DATASET RECORDS section start

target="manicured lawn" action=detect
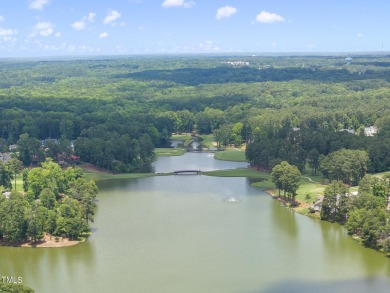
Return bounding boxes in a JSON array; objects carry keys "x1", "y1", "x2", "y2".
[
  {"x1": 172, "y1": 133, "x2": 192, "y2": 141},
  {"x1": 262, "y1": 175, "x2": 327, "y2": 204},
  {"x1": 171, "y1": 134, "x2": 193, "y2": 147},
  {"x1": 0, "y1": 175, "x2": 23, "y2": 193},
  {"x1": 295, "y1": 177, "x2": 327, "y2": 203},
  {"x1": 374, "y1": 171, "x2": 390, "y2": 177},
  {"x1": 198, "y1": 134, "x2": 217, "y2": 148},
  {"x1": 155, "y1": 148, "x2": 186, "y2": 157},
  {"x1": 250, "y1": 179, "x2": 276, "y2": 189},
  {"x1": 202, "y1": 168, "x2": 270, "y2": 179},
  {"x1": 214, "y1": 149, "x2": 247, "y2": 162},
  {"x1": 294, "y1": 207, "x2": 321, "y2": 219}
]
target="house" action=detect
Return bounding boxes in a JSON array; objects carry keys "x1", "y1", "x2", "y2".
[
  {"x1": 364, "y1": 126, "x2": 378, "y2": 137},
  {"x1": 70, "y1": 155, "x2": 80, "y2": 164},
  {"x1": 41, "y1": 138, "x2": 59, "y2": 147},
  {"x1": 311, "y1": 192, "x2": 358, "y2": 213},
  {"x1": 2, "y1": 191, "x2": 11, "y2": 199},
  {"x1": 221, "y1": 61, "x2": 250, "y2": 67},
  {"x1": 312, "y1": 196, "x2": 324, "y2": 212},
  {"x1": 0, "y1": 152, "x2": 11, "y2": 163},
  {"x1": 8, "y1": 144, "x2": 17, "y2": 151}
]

DATASET RECORDS section end

**AIM OF THE EXERCISE:**
Only lines containing the string "action" are needed. Pull each of them out of the records above.

**YOUR RESPONSE:**
target="manicured lawn" action=detect
target="house" action=detect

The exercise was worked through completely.